● Data for this task:
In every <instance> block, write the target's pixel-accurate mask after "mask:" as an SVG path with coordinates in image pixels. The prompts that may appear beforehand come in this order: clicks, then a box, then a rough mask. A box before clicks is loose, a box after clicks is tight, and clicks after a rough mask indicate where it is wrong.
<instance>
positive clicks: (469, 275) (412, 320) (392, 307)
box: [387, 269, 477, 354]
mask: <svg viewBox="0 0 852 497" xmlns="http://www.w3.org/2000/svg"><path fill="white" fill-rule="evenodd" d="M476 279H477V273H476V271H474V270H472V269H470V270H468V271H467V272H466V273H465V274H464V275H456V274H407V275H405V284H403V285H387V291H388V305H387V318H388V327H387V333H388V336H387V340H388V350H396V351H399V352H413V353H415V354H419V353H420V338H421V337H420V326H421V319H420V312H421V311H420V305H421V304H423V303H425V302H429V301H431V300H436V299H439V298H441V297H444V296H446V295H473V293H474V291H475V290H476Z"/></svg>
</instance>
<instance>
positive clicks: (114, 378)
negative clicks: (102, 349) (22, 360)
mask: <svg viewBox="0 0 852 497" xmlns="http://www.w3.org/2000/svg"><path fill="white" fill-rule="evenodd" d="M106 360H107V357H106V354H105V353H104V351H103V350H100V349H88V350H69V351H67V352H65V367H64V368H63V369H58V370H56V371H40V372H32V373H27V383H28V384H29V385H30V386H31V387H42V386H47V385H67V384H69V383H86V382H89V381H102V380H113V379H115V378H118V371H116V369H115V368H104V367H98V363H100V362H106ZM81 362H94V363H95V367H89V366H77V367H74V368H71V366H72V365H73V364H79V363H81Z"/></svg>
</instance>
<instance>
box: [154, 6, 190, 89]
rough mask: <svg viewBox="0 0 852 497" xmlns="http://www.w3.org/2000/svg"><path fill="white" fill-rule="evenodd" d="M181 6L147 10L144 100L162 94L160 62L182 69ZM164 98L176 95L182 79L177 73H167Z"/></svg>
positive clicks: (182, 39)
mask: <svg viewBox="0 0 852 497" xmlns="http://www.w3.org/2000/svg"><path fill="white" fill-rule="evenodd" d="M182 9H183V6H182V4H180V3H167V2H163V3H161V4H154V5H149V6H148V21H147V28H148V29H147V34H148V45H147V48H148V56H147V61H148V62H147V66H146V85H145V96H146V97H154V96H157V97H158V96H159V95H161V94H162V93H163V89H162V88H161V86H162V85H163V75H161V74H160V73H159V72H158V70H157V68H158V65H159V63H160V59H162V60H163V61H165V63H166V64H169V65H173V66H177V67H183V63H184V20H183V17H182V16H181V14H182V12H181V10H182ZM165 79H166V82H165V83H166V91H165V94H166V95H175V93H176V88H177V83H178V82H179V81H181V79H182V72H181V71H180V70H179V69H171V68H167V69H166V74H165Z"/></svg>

● Requirement:
All lines from the one that has "rough mask: <svg" through the end of the material above should be returned exactly; omit the rest.

● Answer area:
rough mask: <svg viewBox="0 0 852 497" xmlns="http://www.w3.org/2000/svg"><path fill="white" fill-rule="evenodd" d="M181 6L147 10L144 100L162 94L160 62L182 69ZM164 98L176 95L182 79L177 73H167Z"/></svg>
positive clicks: (182, 39)
mask: <svg viewBox="0 0 852 497" xmlns="http://www.w3.org/2000/svg"><path fill="white" fill-rule="evenodd" d="M182 9H183V6H182V4H180V3H167V2H163V3H161V4H154V5H149V6H148V21H147V28H148V29H147V34H148V45H147V48H148V56H147V61H148V62H147V66H146V85H145V96H146V97H154V96H157V97H158V96H159V95H161V94H162V93H163V89H162V88H161V86H162V85H163V75H161V74H160V73H159V72H158V70H157V68H158V65H159V63H160V59H162V60H163V61H165V63H166V64H169V65H173V66H177V67H183V63H184V20H183V17H182V16H181V14H182V12H181V10H182ZM165 79H166V82H165V83H166V91H165V94H166V95H175V93H176V88H177V83H178V82H179V81H181V79H182V72H181V71H180V70H179V69H171V68H167V69H166V74H165Z"/></svg>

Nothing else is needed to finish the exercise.